**EXERCISE**
The answer is to be an exact copy of the lines below running from the line with "[tag] chair armrest" down to the line with "[tag] blue sky", both ends included, and nothing more.

**DATASET RECORDS**
....................

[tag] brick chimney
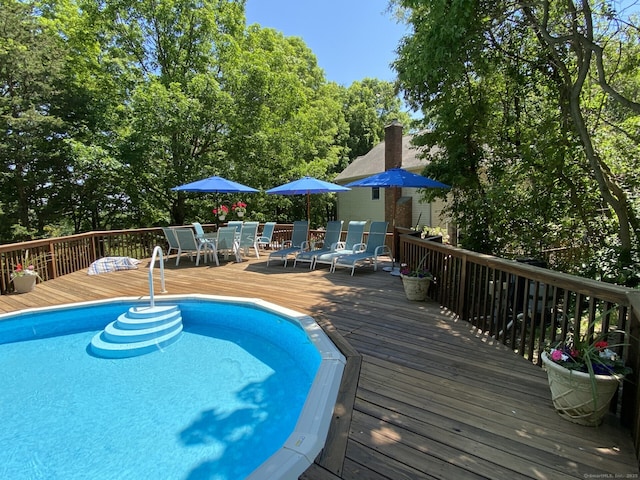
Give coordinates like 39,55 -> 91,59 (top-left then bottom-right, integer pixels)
385,120 -> 403,171
384,120 -> 403,229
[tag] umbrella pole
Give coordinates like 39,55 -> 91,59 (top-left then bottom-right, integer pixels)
386,187 -> 400,275
307,192 -> 311,241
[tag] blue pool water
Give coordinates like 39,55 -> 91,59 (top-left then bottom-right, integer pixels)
0,299 -> 322,479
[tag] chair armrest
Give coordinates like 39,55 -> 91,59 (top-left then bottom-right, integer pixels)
353,242 -> 366,252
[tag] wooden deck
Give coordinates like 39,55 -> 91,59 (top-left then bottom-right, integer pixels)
1,254 -> 638,479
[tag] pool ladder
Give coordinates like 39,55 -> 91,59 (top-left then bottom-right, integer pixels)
89,246 -> 183,358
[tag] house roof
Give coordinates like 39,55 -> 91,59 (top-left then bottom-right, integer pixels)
335,134 -> 441,183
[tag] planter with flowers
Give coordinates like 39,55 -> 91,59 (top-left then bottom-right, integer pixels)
542,332 -> 631,426
11,263 -> 41,293
213,205 -> 229,221
232,201 -> 247,218
400,257 -> 433,301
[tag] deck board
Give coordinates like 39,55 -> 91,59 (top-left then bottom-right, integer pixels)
1,253 -> 638,479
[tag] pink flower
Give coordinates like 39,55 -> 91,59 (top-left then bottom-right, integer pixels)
550,349 -> 564,361
212,205 -> 229,215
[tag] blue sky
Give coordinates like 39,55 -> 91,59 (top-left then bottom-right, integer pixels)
244,0 -> 409,86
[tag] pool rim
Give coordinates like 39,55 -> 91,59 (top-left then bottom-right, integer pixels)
0,293 -> 346,480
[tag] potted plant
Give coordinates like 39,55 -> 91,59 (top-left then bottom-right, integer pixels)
11,263 -> 42,293
400,257 -> 433,301
232,201 -> 247,218
212,205 -> 229,221
541,330 -> 631,426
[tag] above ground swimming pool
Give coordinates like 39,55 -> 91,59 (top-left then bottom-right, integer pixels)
0,295 -> 345,480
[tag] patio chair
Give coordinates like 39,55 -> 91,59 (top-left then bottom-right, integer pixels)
238,221 -> 260,258
191,222 -> 216,243
256,222 -> 276,250
226,221 -> 243,236
294,220 -> 343,269
216,226 -> 242,262
191,222 -> 218,254
267,221 -> 309,267
161,227 -> 180,261
312,220 -> 366,270
173,227 -> 215,266
332,221 -> 390,275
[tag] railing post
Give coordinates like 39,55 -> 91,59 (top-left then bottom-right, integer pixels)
457,252 -> 468,320
90,233 -> 98,263
623,290 -> 640,459
47,240 -> 58,279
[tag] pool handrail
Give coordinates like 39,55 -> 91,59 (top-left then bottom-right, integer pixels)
148,245 -> 167,307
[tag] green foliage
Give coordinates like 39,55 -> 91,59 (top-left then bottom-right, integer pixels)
394,0 -> 640,283
0,0 -> 410,241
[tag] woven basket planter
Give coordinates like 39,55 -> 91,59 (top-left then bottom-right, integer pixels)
541,351 -> 623,426
400,275 -> 431,301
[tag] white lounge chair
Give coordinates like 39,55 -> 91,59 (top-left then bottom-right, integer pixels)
294,220 -> 343,269
267,221 -> 309,267
312,221 -> 366,270
332,221 -> 391,275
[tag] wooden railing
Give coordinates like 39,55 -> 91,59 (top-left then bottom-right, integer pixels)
0,227 -> 166,294
1,225 -> 639,459
0,224 -> 301,295
398,229 -> 640,460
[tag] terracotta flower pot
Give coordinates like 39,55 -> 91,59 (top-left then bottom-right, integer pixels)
541,351 -> 623,426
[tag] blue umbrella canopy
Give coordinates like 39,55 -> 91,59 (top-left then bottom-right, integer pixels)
345,168 -> 450,189
346,168 -> 449,274
266,176 -> 351,195
266,176 -> 350,226
172,175 -> 258,193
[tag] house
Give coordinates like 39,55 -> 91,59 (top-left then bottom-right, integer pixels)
335,121 -> 451,235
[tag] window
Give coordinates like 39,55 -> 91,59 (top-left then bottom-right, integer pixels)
372,187 -> 380,200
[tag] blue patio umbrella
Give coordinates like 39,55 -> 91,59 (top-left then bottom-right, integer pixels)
345,168 -> 450,189
172,175 -> 259,223
346,168 -> 450,274
172,175 -> 259,193
266,176 -> 350,227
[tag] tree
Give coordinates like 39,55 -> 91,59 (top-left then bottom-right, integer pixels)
394,0 -> 640,282
0,0 -> 69,241
342,78 -> 411,162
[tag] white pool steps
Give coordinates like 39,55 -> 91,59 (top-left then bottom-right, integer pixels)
90,305 -> 182,358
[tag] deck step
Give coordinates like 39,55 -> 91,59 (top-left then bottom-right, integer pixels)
90,304 -> 182,358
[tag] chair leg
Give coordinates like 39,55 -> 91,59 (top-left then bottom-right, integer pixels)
210,244 -> 219,266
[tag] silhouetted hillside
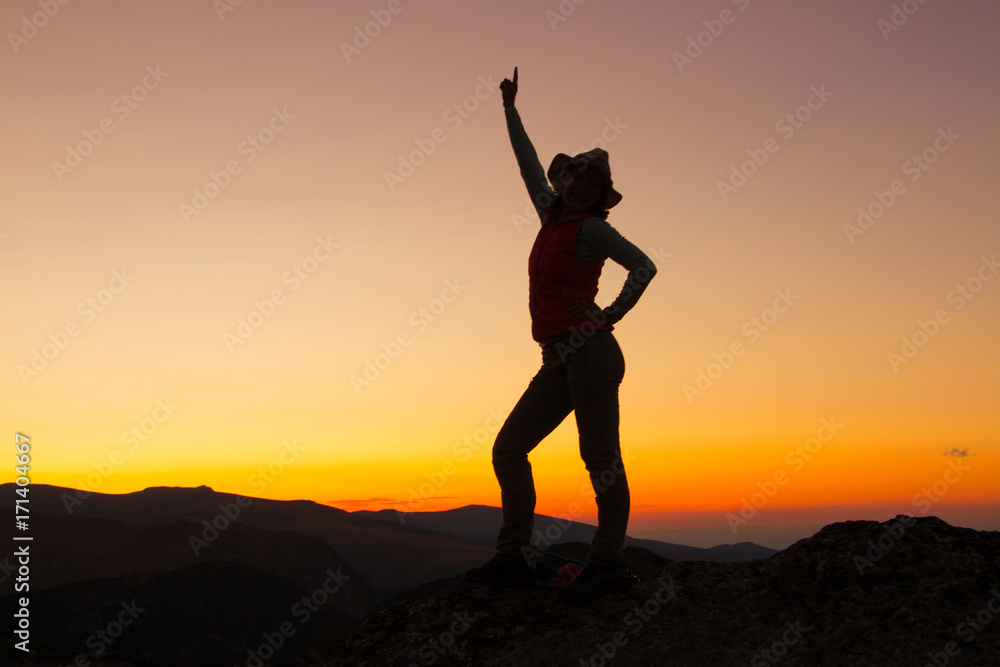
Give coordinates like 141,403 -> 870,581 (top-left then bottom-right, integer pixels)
8,483 -> 495,589
0,509 -> 385,618
358,505 -> 777,562
0,560 -> 353,666
332,516 -> 1000,666
10,485 -> 999,665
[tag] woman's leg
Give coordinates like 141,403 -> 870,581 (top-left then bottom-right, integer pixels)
492,361 -> 574,555
567,331 -> 629,565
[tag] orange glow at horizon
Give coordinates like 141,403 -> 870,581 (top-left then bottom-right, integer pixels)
4,1 -> 999,534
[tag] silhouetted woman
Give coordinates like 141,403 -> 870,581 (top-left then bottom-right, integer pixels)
464,67 -> 658,603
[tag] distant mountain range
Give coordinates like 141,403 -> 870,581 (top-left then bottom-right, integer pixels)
7,483 -> 494,590
356,505 -> 777,562
0,484 -> 772,665
2,484 -> 996,665
631,523 -> 827,550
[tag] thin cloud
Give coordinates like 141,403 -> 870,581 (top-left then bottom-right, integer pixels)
326,497 -> 400,510
943,448 -> 973,457
327,496 -> 463,511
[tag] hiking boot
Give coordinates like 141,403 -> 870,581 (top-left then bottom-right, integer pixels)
463,553 -> 535,585
557,561 -> 628,603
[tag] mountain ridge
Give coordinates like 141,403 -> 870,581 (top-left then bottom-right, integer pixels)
9,484 -> 776,587
7,483 -> 494,589
356,504 -> 777,562
3,484 -> 997,664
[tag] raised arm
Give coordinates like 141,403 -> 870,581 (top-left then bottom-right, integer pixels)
500,67 -> 556,222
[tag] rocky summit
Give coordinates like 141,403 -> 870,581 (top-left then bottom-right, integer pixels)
331,516 -> 1000,666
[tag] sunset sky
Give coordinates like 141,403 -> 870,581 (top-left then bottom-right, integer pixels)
4,0 -> 998,540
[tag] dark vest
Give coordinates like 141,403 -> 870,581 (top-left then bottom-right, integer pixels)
528,212 -> 614,343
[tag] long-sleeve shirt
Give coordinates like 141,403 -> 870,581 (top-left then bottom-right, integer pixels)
505,106 -> 657,325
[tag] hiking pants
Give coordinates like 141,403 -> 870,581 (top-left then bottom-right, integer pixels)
492,330 -> 629,565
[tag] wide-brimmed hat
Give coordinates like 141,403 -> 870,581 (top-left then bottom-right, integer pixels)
547,147 -> 623,210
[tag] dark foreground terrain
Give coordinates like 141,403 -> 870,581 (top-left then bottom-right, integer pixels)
1,484 -> 997,665
333,516 -> 1000,666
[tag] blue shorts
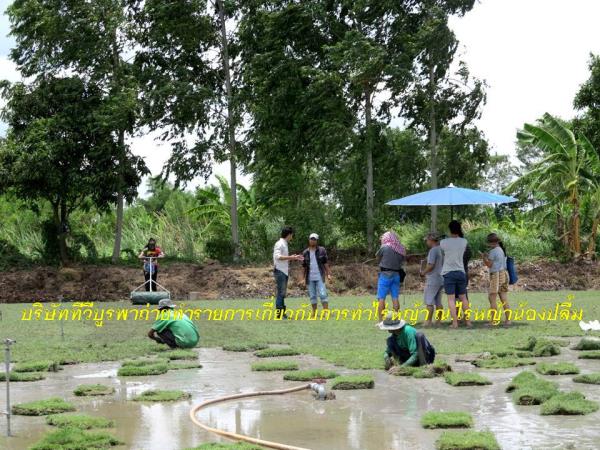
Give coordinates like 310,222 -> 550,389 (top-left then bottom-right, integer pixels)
377,272 -> 401,300
443,271 -> 467,296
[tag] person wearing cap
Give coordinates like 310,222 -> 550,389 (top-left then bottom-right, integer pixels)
302,233 -> 331,315
420,232 -> 444,327
147,299 -> 199,349
379,312 -> 436,370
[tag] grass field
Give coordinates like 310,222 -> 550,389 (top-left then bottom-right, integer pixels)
1,291 -> 599,370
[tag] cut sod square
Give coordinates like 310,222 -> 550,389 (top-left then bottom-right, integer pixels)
435,431 -> 500,450
283,369 -> 339,381
29,428 -> 123,450
223,343 -> 268,352
46,413 -> 115,429
251,361 -> 298,371
254,348 -> 301,358
505,371 -> 538,393
389,366 -> 421,377
13,360 -> 60,373
540,392 -> 599,415
73,384 -> 115,396
164,349 -> 198,360
330,375 -> 374,390
444,372 -> 492,387
117,363 -> 169,377
412,368 -> 437,379
536,362 -> 580,375
168,361 -> 203,370
573,373 -> 600,385
0,371 -> 45,382
132,389 -> 191,402
573,337 -> 600,351
421,411 -> 473,429
472,357 -> 535,369
512,382 -> 560,405
120,358 -> 168,367
12,397 -> 76,416
578,351 -> 600,359
431,360 -> 453,374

....................

**EXERCISE SOLUTION**
[tag] chair armrest
Give coordinates like 39,55 -> 91,59 (top-left then bottom-right, integer pixels)
353,242 -> 366,252
[tag] wooden deck
Give coordinates like 39,55 -> 91,59 (top-left then bottom-right, integer pixels)
1,254 -> 638,479
[tag] pool ladder
Give coordinates like 39,55 -> 91,59 (top-left then bottom-right, integer pixels)
89,246 -> 183,358
[tag] house roof
Give coordinates like 39,55 -> 91,59 (top-left then bottom-right, integer pixels)
335,134 -> 441,183
[tag] planter with flowers
Give coordinates like 39,55 -> 91,59 (top-left then bottom-right, integer pixels)
542,332 -> 631,426
11,263 -> 41,293
213,205 -> 229,221
232,201 -> 247,218
400,257 -> 433,301
[tag] deck board
Give coordinates like 39,55 -> 91,59 (top-left then bottom-right, integer pixels)
1,253 -> 638,479
[tag] pink flower
Give coordinates like 39,55 -> 91,59 (top-left then bottom-right, integer pixels)
550,349 -> 564,361
212,205 -> 229,215
[tag] blue sky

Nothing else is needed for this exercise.